• [Selected text]:
* * * * *

Saturday, July 16, 2005

Defence the best form of attack

V Sivapalan writes:
"This year, Chelsea became English champions by soundly beating their more illustrious opponents that, between them, have shared the championship for the last 10 years.

Chelsea became champions conceding only a measly 15 goals, compared to 36 by Arsenal and 26 by United. Arsenal, however, scored 87 goals whereas Chelsea only scored 72. United did very badly by scoring only 58. If attack is the best form of defence, then Arsenal should not have conceded more than twice the goals scored against Chelsea and should have won the championship, not lost (sic) it by 12 points.

The difference here was the solid Chelsea defence, ably marshalled in the centre by John Terry and Ricardo Carvalho, with the Premiership's best goalkeeper in Petr Cech and probably one of the world's best defensive midfielders in Claude Makelele. In fact, since Makelele left Real Madrid two years ago, they haven't won anything.

As for Arsenal and United, both teams have been struggling with poor quality goalkeepers and defensive problems, with United defender Rio Ferdinand being suspended for half the season while Arsenal's Sol Campbell was injured for long periods. I remember when United were winning titles in the 1990s, they had Peter Schmiechel, at that time one of the world's best goalkeepers.

It goes to show that without a great defence, even the best attack cannot win you championships. How does this apply to business? Even in business, there is attack and defence. I would call sales and marketing the attack part of the business while internal systems, financial controls and human resource skills are the defensive part."

* * * * *

• [Study material]:
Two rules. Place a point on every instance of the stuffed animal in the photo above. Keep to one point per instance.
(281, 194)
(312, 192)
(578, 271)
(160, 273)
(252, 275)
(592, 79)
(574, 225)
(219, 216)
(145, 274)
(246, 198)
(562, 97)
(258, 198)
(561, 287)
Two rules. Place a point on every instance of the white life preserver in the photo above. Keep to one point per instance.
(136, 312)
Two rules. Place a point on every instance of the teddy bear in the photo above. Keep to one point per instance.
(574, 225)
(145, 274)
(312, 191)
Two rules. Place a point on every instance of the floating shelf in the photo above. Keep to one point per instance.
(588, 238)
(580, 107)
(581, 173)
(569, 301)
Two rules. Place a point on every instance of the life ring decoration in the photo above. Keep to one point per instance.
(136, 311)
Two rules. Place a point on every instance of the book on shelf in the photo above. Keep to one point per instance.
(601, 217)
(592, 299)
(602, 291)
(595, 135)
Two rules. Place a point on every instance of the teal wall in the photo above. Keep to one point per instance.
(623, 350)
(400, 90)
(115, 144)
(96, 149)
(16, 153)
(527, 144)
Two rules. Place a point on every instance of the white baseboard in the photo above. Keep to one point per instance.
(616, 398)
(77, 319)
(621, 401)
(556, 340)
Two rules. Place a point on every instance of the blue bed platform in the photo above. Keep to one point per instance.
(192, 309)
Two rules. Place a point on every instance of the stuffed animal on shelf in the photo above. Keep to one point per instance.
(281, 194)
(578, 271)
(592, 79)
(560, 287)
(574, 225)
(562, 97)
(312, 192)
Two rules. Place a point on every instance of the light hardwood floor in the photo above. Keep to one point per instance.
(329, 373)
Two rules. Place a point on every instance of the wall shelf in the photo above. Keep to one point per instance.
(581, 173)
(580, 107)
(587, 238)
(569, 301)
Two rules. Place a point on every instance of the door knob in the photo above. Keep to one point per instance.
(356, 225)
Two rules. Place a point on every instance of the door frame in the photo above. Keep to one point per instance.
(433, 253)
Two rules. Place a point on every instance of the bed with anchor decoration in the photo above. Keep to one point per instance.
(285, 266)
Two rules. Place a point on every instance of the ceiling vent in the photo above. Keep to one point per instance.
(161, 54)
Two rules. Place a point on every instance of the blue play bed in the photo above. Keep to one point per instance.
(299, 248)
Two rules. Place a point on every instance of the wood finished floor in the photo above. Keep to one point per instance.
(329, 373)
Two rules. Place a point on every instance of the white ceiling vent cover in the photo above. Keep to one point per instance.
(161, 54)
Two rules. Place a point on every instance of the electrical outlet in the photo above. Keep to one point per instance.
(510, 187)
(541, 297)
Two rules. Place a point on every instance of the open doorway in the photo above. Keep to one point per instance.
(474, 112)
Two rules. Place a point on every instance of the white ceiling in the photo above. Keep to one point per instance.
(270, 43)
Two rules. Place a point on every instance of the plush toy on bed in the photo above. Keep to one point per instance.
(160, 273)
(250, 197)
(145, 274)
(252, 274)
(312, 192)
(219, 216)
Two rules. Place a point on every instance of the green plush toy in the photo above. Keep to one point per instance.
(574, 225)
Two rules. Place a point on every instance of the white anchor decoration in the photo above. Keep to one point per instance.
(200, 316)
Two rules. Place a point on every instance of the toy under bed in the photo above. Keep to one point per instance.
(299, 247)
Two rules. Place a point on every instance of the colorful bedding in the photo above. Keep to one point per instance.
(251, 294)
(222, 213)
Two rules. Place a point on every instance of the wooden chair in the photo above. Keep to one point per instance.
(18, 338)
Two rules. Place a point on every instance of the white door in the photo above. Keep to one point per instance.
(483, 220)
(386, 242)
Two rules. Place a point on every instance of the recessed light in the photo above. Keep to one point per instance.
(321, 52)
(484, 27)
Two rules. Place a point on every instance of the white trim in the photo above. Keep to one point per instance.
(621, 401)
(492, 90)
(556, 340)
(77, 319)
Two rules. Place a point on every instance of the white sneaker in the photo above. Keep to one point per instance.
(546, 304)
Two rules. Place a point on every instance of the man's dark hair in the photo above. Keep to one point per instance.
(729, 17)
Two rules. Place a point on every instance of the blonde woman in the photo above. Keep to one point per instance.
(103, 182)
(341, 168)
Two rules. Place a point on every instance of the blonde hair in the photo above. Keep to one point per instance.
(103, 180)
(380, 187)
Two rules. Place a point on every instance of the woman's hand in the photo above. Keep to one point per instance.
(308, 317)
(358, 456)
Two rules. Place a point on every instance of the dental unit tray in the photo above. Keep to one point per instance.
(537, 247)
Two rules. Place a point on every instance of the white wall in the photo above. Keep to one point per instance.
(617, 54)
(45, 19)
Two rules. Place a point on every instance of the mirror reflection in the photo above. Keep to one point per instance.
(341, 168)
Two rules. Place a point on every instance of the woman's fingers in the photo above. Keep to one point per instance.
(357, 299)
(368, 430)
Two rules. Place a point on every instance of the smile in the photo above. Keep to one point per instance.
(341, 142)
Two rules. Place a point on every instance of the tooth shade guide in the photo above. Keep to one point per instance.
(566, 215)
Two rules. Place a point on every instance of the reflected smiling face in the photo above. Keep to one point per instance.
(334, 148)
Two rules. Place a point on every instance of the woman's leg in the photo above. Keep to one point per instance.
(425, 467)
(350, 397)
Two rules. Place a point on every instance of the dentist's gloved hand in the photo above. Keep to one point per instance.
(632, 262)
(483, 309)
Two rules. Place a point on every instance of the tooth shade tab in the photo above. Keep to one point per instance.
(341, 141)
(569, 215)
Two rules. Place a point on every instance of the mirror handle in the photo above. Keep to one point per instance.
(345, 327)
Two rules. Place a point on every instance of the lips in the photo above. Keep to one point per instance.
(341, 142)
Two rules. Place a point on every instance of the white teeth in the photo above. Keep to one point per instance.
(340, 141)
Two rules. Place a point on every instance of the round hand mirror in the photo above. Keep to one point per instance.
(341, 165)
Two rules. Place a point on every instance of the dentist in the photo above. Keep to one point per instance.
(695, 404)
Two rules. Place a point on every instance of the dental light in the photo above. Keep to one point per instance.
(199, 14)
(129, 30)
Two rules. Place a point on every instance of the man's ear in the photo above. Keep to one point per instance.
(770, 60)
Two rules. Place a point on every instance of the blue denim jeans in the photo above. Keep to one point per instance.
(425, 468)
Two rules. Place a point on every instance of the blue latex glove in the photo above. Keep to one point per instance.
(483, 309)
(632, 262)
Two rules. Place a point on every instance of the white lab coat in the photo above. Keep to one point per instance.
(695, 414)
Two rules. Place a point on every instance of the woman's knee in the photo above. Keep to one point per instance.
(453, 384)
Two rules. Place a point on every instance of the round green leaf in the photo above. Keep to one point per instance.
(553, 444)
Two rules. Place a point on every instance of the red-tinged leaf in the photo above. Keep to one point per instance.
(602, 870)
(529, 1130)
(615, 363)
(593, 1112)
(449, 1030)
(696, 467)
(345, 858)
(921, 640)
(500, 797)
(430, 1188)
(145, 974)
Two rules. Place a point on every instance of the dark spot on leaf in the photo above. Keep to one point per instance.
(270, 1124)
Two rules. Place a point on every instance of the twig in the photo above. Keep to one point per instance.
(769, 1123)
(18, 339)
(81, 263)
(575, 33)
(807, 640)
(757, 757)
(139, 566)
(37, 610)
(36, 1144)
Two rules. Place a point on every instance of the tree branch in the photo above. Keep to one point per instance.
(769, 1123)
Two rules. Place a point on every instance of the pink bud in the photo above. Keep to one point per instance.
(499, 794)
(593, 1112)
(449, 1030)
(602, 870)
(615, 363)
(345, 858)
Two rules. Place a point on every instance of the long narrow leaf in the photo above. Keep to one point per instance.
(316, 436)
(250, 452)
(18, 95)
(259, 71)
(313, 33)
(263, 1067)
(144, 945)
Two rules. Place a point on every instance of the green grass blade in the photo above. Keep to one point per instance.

* * * * *

• [What you need to do]:
**1)** In the post on Chelsea's defence, how would you rewrite the paragraph beginning "The difference here was" as a shorter list that keeps its main facts?
**2)** In the post on Chelsea's defence, how many goals did Chelsea concede on the way to becoming champions?
**3)** Write out everything from "Chelsea became champions" down to "by 12 points." in the post on Chelsea's defence.

• [Answers for each item]:
**1)**
- Chelsea's solid defence made the difference.
- John Terry and Ricardo Carvalho marshalled the centre.
- Petr Cech was the Premiership's best goalkeeper.
- Claude Makelele is probably one of the world's best defensive midfielders.
- Real Madrid haven't won anything since Makelele left two years ago.

**2)** 15 goals.

**3)**
Chelsea became champions conceding only a measly 15 goals, compared to 36 by Arsenal and 26 by United. Arsenal, however, scored 87 goals whereas Chelsea only scored 72. United did very badly by scoring only 58. If attack is the best form of defence, then Arsenal should not have conceded more than twice the goals scored against Chelsea and should have won the championship, not lost (sic) it by 12 points.